Stated task
Gather each line of the listing below that contains the word "background", and copy those lines in full. The match is case-sensitive.

============

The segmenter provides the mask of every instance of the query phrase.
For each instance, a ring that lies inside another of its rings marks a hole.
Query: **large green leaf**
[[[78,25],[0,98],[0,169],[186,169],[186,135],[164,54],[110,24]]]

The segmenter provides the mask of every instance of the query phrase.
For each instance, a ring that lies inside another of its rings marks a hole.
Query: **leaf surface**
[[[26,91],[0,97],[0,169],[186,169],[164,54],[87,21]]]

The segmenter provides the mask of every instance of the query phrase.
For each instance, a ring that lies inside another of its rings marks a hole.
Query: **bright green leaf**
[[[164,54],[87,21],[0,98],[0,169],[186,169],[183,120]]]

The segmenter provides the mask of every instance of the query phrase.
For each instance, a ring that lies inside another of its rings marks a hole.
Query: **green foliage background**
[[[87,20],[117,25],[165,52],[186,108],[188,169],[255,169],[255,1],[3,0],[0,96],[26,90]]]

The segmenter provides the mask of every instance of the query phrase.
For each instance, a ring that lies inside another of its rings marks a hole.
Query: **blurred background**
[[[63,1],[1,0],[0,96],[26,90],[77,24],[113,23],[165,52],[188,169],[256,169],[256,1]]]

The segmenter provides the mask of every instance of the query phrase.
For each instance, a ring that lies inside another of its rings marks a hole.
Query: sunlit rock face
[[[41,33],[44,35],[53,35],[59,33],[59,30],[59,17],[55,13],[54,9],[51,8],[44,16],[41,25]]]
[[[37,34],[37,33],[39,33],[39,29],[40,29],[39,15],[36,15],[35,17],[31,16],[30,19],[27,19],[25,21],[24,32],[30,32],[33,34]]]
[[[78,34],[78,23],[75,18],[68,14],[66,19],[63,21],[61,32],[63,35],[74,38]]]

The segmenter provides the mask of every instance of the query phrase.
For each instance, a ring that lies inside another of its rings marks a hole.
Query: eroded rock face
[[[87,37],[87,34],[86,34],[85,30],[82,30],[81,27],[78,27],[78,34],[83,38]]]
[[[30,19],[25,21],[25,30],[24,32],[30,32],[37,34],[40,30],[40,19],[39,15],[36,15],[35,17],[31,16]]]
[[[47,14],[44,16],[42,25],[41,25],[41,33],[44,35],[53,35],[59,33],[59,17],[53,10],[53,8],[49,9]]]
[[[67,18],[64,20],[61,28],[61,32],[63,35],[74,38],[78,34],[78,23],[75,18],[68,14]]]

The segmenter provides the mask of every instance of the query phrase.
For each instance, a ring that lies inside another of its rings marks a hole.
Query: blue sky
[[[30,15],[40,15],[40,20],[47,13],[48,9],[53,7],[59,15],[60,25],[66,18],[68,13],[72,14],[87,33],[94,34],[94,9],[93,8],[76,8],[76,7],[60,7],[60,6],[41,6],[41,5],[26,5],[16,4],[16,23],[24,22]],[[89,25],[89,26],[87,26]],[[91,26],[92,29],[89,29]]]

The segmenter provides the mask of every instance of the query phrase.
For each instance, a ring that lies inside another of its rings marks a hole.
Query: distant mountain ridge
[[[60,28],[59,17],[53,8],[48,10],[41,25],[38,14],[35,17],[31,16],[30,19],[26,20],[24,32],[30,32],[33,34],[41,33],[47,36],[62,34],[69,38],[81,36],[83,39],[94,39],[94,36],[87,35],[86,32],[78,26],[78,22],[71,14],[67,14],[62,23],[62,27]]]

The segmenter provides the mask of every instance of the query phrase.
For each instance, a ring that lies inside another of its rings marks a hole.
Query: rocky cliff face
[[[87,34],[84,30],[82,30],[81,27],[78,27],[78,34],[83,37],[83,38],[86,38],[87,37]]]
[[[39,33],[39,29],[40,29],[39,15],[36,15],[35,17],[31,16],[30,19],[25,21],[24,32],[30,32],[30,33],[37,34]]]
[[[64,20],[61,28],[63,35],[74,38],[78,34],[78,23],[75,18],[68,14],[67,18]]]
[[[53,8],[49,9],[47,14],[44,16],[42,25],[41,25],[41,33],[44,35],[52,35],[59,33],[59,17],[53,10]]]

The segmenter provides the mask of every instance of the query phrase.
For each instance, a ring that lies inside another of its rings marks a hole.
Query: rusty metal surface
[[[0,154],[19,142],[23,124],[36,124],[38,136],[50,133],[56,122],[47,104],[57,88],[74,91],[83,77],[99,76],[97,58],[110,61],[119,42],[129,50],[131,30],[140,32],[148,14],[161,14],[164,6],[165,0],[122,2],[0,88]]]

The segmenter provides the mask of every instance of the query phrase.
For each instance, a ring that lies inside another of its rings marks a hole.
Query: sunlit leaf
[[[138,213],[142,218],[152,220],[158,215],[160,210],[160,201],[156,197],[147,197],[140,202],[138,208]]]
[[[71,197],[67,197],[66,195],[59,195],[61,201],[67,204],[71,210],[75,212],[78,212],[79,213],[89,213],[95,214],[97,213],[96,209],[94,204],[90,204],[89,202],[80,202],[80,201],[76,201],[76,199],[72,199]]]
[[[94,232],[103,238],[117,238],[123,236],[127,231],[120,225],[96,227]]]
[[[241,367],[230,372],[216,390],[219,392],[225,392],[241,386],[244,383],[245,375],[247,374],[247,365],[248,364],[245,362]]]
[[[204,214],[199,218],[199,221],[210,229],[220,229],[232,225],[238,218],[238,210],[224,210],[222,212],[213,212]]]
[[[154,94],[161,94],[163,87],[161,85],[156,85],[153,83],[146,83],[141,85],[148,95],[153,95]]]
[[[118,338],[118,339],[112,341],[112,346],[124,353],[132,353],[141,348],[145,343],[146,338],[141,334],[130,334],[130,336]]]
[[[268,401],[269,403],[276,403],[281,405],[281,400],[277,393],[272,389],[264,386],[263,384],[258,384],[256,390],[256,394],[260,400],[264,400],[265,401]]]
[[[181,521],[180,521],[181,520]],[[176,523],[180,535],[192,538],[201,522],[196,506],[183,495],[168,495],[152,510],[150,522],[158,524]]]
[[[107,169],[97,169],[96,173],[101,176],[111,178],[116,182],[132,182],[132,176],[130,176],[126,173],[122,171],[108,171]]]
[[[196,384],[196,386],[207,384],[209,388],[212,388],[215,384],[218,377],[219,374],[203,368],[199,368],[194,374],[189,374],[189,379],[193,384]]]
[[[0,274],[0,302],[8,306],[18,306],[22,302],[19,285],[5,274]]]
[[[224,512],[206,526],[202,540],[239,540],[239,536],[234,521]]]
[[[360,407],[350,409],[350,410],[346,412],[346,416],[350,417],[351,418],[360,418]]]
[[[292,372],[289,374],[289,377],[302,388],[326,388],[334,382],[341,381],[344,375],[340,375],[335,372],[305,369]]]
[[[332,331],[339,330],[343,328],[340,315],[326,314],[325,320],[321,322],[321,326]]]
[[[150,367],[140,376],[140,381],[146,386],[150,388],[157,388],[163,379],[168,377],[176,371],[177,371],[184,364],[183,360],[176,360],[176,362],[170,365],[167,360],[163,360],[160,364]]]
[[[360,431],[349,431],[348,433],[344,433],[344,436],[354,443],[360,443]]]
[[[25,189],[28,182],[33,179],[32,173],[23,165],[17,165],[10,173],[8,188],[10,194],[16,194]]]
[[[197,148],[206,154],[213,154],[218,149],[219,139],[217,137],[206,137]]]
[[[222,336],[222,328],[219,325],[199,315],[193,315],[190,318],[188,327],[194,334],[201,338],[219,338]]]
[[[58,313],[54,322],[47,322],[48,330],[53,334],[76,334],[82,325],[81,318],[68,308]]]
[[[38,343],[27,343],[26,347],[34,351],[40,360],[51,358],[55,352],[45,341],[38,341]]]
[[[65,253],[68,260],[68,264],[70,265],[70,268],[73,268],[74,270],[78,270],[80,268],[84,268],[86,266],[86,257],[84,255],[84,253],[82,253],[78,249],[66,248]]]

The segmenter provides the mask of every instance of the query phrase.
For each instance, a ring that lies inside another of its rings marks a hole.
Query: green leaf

============

Response for this exercise
Query: **green foliage background**
Query: **blurred background**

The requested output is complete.